■ **Provided text**

Experimental Analysis of Aramid Fiber Reinforced with Tungsten Carbide

Year : 2025 | Volume : 13 | Special Issue 06 | Page : 146 157
    By

    Prashant Manvi,

  • Siddalingappa P. Kodigaddi,

  • Srikanth H.V.,

  • Rachitha A,

  • Aswin Sidharth M.,

  • Ullas Gowda A.,

  1. Assistant Professor, Department of Aeronautical Engineering, Nitte Meenakshi Institute of Technology (NMIT), Bengaluru, Karnataka, India
  2. Assistant Professor, Department of Aeronautical Engineering, Nitte Meenakshi Institute of Technology (NMIT), Bengaluru, Karnataka, India
  3. Professor, Department of Aeronautical Engineering, Nitte Meenakshi Institute of Technology (NMIT), Bengaluru, Karnataka, India
  4. Student, Department of Aeronautical Engineering, Nitte Meenakshi Institute of Technology (NMIT), Bengaluru, Karnataka, India
  5. Student, Department of Aeronautical Engineering, Nitte Meenakshi Institute of Technology (NMIT), Bengaluru, Karnataka, India
  6. Student, Department of Aeronautical Engineering, Nitte Meenakshi Institute of Technology (NMIT), Bengaluru, Karnataka, India

Abstract

This study investigates the mechanical performance of aramid fiber-reinforced epoxy composites enhanced with varying weight percentages of tungsten carbide (WC) powder as a secondary reinforcement. The composites were fabricated using both the hand lay-up and vacuum bagging techniques to ensure uniform dispersion of materials and quality surface finish. Tungsten carbide particles with an average size of 4 microns were incorporated into the aramid fiber matrix at incremental concentrations of 0%, 5%, 10%, 15%, and 20% by weight. The aim was to evaluate the influence of WC loading on key mechanical properties such as tensile strength, yield load, elongation at yield, and elongation at break. Experimental results revealed a progressive enhancement in tensile properties with increasing WC content. Among all the compositions, the composite containing 20% tungsten carbide demonstrated the highest mechanical performance, exhibiting a peak tensile strength of 359.68 N/mm² and a peak load of 22.48 kN, surpassing all other formulations. This optimized performance can be attributed to the effective load distribution and interfacial bonding between the aramid fibers and the hard WC particles. The composite with 15% WC displayed slightly lower tensile strength but recorded the highest elongation at break, suggesting a favorable trade-off between stiffness and ductility. The findings confirm that tungsten carbide significantly enhances the structural integrity of aramid fiber composites, with 20% WC emerging as the most effective filler ratio. These results indicate the potential of such hybrid composites for applications requiring high strength, wear resistance, and thermal stability, such as in defense and structural engineering.

Excerpts of location labeling data
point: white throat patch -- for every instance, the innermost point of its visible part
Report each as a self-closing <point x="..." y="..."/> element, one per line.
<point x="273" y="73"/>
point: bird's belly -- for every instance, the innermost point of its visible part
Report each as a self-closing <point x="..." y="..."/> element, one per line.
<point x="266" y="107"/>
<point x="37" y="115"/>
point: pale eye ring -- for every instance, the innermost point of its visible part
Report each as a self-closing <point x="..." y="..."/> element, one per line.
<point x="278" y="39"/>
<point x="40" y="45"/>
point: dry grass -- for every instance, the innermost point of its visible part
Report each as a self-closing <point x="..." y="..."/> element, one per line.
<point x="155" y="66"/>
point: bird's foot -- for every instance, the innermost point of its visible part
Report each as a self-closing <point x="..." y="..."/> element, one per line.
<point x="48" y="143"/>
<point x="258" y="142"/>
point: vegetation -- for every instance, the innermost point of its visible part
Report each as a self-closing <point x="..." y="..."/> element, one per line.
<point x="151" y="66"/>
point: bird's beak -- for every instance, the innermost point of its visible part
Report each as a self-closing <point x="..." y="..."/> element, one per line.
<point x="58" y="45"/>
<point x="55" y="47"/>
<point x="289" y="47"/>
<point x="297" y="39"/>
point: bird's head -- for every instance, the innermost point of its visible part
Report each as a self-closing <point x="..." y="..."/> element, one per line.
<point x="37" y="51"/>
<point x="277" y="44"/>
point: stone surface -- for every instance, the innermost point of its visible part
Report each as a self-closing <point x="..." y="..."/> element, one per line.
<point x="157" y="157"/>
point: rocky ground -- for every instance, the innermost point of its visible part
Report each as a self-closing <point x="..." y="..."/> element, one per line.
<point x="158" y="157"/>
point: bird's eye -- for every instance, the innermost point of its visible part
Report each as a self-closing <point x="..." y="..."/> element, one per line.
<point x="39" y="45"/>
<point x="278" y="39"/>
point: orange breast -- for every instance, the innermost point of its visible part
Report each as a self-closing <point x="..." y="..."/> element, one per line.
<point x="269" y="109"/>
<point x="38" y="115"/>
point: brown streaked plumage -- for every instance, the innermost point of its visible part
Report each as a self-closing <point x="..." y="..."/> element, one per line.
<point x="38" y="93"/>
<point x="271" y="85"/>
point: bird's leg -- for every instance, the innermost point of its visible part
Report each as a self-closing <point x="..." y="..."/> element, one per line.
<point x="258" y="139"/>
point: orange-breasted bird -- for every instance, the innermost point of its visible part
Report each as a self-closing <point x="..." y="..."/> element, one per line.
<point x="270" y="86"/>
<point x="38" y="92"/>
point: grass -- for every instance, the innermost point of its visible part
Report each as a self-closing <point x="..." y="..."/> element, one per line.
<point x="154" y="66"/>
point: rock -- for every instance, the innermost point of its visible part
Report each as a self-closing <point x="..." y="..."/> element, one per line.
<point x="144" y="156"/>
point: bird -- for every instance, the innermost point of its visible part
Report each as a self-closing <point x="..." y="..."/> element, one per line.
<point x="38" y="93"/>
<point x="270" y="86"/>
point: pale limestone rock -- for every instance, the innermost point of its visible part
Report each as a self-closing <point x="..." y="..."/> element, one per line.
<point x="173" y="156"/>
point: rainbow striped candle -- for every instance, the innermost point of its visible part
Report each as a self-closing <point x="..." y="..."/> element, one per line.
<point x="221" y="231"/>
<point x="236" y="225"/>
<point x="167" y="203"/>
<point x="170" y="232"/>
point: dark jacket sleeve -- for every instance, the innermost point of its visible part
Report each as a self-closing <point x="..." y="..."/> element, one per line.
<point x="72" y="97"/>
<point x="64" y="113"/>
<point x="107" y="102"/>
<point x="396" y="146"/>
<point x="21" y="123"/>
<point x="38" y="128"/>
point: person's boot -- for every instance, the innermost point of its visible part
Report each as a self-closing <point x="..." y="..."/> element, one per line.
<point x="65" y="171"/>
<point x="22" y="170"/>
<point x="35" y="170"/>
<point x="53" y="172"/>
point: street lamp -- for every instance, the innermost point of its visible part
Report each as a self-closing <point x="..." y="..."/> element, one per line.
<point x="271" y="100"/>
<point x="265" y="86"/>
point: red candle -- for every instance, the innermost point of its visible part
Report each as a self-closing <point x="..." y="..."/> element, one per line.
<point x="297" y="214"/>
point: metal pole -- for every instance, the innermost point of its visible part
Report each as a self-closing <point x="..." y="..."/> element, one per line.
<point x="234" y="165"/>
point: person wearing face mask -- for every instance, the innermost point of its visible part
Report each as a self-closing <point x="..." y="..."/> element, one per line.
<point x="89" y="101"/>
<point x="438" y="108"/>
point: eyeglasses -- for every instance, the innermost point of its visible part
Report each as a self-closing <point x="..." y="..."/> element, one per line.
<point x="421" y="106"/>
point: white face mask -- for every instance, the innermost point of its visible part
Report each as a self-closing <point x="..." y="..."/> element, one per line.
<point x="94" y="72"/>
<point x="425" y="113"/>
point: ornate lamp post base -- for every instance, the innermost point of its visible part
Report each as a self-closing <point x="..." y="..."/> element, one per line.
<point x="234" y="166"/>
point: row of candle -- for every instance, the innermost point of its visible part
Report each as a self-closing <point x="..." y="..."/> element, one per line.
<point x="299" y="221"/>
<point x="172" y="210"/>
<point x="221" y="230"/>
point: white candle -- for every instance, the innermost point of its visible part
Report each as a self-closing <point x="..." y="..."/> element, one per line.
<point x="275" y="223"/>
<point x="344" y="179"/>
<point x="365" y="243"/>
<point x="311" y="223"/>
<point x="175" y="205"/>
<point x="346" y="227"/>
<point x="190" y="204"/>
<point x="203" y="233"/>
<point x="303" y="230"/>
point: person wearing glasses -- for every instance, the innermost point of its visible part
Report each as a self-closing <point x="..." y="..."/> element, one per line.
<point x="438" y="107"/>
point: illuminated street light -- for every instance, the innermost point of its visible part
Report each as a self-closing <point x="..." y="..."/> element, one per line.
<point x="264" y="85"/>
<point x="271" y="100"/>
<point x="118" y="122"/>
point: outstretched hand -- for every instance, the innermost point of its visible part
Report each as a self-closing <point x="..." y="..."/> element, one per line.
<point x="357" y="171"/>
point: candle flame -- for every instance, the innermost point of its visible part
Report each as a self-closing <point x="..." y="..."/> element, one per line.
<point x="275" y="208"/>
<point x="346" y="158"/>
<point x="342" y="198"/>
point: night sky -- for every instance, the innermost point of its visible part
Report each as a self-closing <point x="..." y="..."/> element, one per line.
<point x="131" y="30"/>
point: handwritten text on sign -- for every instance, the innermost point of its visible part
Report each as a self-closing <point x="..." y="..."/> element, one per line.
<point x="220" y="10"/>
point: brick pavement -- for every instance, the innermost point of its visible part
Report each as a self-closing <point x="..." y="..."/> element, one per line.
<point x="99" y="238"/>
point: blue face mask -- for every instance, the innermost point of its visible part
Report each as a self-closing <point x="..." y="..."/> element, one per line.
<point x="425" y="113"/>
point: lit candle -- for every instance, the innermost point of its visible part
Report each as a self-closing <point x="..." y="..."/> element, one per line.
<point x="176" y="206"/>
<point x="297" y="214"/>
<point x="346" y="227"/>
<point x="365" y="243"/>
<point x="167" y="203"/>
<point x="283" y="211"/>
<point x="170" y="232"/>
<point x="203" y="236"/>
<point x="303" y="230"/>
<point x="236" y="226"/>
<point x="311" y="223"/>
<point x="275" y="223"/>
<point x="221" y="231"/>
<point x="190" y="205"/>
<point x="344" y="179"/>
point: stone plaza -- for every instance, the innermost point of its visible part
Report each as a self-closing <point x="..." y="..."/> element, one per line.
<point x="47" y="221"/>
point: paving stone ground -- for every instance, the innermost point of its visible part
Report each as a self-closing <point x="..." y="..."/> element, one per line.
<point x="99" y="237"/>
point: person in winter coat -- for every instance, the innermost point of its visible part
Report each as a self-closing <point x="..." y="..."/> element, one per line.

■ **Requirement 1**
Answer these questions from the abstract on aramid fiber with tungsten carbide, one answer per line:
(a) What was the average size of the tungsten carbide particles?
(b) Which two techniques were used to fabricate the composites?
(c) Which tungsten carbide content recorded the highest elongation at break?
■ **Requirement 2**
Does each statement below agree with the abstract on aramid fiber with tungsten carbide? Answer yes or no and quote the words that decide it.
(a) The composite with 20% tungsten carbide reached a peak load of 22.48 kN.
(b) Tungsten carbide was added at concentrations of up to 25% by weight.
(c) The aramid fibers were set in a polyester matrix.
■ **Requirement 3**
Continue the paper on aramid fiber reinforced with tungsten carbide past the end of its abstract.

■ **Expected answer 1**
(a) 4 microns
(b) Hand lay-up and vacuum bagging
(c) 15% by weight

■ **Expected answer 2**
(a) Yes: "exhibiting a peak tensile strength of 359.68 N/mm² and a peak load of 22.48 kN"
(b) No: "at incremental concentrations of 0%, 5%, 10%, 15%, and 20% by weight"
(c) No: "aramid fiber-reinforced epoxy composites"

■ **Expected answer 3**
Keywords: Aramid Fiber, Tungsten Carbide, Epoxy, Vacuum bagging, composite.

[This article belongs to Special Issue under section in Journal of Polymer and Composites (jopc)]

How to cite this article:
Prashant Manvi, Siddalingappa P. Kodigaddi, Srikanth H.V., Rachitha A, Aswin Sidharth M., Ullas Gowda A.. Experimental Analysis of Aramid Fiber Reinforced with Tungsten Carbide. Journal of Polymer and Composites. 2025; 13(06):146-157.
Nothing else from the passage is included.